**Information given**
▽

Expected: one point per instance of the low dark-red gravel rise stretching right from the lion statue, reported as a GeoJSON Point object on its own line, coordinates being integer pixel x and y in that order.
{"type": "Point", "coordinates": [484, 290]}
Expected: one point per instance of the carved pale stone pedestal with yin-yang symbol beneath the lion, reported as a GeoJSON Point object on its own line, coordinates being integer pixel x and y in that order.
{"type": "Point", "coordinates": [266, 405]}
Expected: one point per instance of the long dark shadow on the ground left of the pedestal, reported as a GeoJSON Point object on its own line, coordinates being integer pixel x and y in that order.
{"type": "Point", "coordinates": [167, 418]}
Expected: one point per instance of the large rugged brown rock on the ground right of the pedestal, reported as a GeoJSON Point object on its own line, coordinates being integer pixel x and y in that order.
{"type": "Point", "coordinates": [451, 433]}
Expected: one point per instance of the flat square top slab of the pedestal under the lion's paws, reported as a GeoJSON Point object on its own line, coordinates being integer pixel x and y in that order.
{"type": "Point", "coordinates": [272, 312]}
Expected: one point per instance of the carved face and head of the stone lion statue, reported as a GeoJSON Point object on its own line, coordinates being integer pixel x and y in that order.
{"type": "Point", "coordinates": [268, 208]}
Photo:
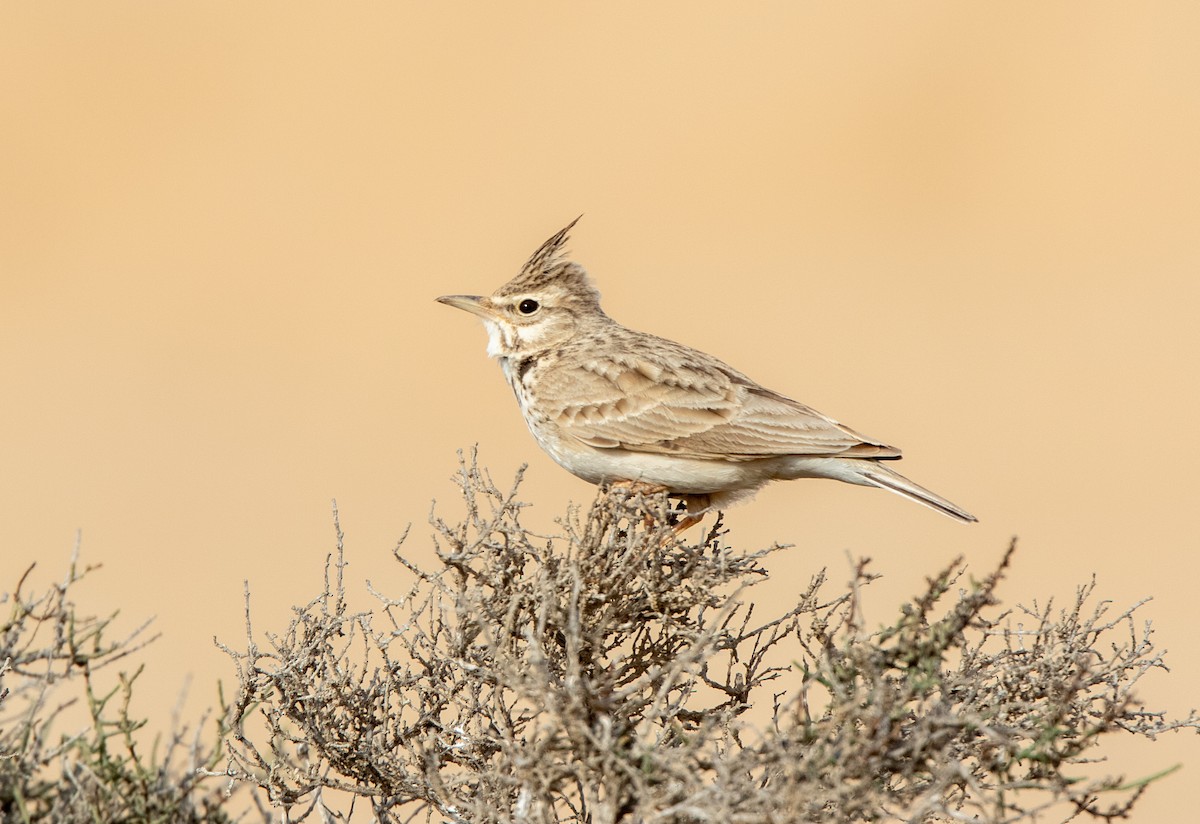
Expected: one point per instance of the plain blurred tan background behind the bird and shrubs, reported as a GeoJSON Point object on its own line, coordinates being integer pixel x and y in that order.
{"type": "Point", "coordinates": [967, 230]}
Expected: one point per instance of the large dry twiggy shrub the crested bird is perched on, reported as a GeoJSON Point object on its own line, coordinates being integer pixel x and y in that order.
{"type": "Point", "coordinates": [610, 675]}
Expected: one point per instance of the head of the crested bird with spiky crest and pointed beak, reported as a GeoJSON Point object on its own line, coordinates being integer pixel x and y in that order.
{"type": "Point", "coordinates": [538, 310]}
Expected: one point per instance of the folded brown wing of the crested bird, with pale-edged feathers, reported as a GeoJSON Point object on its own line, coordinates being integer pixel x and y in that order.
{"type": "Point", "coordinates": [693, 407]}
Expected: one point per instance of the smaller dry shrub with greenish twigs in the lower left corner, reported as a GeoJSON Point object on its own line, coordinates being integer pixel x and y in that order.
{"type": "Point", "coordinates": [70, 751]}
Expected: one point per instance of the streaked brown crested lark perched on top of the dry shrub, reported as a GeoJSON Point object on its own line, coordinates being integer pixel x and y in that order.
{"type": "Point", "coordinates": [622, 408]}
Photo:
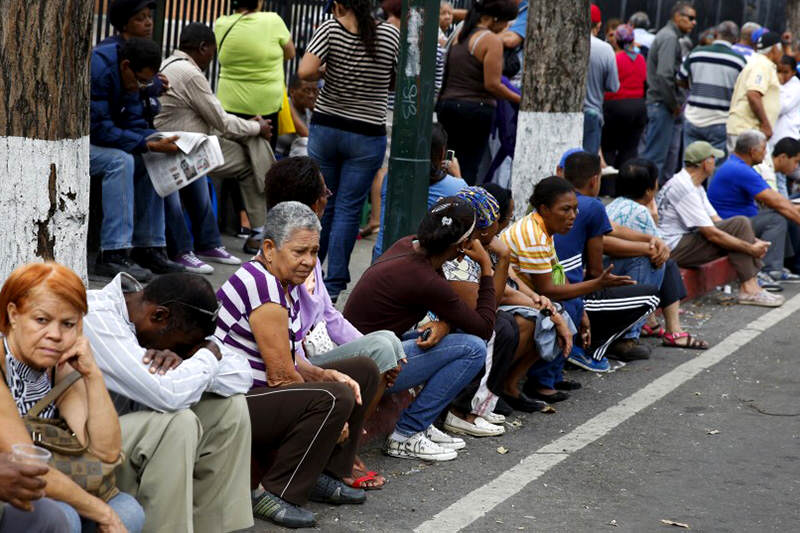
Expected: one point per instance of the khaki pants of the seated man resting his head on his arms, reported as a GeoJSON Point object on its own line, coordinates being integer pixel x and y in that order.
{"type": "Point", "coordinates": [190, 469]}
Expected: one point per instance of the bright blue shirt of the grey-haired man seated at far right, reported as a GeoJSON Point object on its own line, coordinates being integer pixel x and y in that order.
{"type": "Point", "coordinates": [734, 187]}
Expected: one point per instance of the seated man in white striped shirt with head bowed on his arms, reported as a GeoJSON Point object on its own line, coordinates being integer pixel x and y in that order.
{"type": "Point", "coordinates": [186, 434]}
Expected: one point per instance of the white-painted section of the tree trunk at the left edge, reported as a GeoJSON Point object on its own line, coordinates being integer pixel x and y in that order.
{"type": "Point", "coordinates": [44, 201]}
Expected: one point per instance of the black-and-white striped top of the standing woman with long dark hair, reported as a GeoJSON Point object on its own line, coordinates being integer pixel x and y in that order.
{"type": "Point", "coordinates": [354, 96]}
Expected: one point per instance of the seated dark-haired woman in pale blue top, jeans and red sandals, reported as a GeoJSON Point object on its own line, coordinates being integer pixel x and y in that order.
{"type": "Point", "coordinates": [637, 184]}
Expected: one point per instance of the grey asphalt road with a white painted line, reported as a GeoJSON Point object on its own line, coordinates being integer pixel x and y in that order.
{"type": "Point", "coordinates": [718, 451]}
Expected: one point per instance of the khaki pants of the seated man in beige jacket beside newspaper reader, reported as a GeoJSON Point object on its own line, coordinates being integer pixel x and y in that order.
{"type": "Point", "coordinates": [239, 166]}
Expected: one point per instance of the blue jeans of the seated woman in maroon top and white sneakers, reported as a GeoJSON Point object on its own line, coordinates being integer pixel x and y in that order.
{"type": "Point", "coordinates": [445, 369]}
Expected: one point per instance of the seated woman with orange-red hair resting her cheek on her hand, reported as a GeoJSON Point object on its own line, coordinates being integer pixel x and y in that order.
{"type": "Point", "coordinates": [41, 309]}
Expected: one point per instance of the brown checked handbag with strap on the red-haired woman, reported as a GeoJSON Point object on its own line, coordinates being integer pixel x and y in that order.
{"type": "Point", "coordinates": [72, 458]}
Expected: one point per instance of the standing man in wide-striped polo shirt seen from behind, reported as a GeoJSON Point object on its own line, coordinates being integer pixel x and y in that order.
{"type": "Point", "coordinates": [710, 72]}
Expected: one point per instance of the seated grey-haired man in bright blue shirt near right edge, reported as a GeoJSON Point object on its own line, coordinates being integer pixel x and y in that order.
{"type": "Point", "coordinates": [737, 187]}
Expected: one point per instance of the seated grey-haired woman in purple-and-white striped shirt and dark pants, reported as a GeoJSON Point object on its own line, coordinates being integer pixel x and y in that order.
{"type": "Point", "coordinates": [299, 411]}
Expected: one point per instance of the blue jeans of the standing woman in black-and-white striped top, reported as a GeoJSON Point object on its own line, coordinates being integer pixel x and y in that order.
{"type": "Point", "coordinates": [348, 162]}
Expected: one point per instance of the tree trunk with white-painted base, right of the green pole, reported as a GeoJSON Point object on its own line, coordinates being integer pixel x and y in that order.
{"type": "Point", "coordinates": [554, 85]}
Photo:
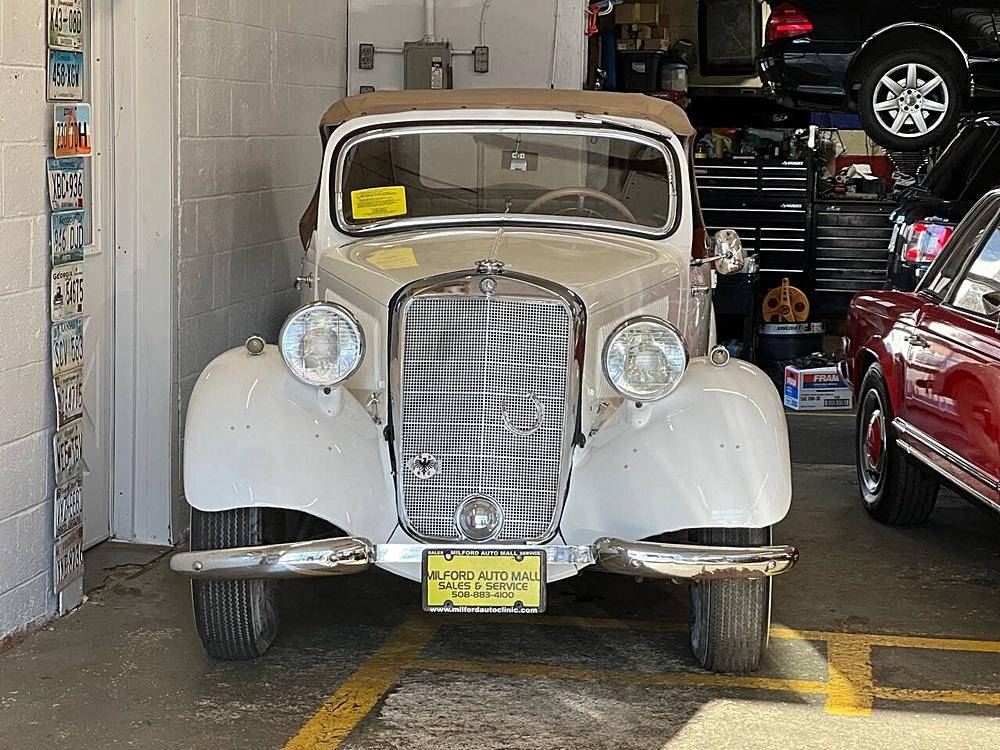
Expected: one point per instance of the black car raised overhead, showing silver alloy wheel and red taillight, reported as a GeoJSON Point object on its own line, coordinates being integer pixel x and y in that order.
{"type": "Point", "coordinates": [909, 69]}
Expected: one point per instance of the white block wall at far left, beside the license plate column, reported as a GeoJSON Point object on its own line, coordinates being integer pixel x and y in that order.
{"type": "Point", "coordinates": [26, 402]}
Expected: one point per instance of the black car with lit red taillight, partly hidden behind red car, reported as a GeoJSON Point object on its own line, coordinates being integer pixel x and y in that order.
{"type": "Point", "coordinates": [928, 214]}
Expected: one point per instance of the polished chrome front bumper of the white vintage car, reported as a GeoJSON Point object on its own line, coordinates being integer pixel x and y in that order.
{"type": "Point", "coordinates": [342, 556]}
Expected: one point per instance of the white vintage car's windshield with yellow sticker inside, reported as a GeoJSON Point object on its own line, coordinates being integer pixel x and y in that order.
{"type": "Point", "coordinates": [483, 174]}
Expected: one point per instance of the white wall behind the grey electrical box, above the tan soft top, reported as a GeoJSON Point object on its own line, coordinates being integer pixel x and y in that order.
{"type": "Point", "coordinates": [522, 36]}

△

**Assigned task**
What you set down should be exactly the lines from the line containing "Expected: one point per instance of the tree" to the last line of the entries above, both included, with no pictures.

**Solution to this exercise**
Expected: one point per instance of the tree trunk with white-painted base, right of the green pole, reported as a GeoJSON Point object on its own line, coordinates being integer pixel x and y in that order.
{"type": "Point", "coordinates": [554, 85]}
Photo:
Expected: one point per instance of the black car raised overhead, showing silver alloy wheel and red taillight, reported as a GeoJSON Point object on its own line, coordinates being integer pixel x and y in that order.
{"type": "Point", "coordinates": [909, 69]}
Expected: one point per instance of the white block wall at far left, beside the license plate column, reported as a GeoJSON Point object on its own line, coordinates being integer pixel x and y in that order.
{"type": "Point", "coordinates": [26, 402]}
Expected: one point per instance of the black car with lit red taillight, partly hidden behind red car, reported as a GeoJSON Point object on its own line, coordinates being integer pixel x and y in that order.
{"type": "Point", "coordinates": [928, 214]}
Expected: one point per instance of the polished chrome front bumper of the white vintage car, reported as a GeoJSON Point object on its own line, coordinates being integer pixel x and y in that order.
{"type": "Point", "coordinates": [342, 556]}
Expected: one point per instance of the white vintage car's windshield with yellow sticker inside, reported as a GeoJSON Point object on its own line, coordinates being integer pixel x and y in that order.
{"type": "Point", "coordinates": [483, 174]}
Expected: one point per instance of the white wall behind the grey electrical box, above the tan soft top, reported as a GeoJSON Point object on its own line, coordinates being integer pixel x and y in that order.
{"type": "Point", "coordinates": [522, 36]}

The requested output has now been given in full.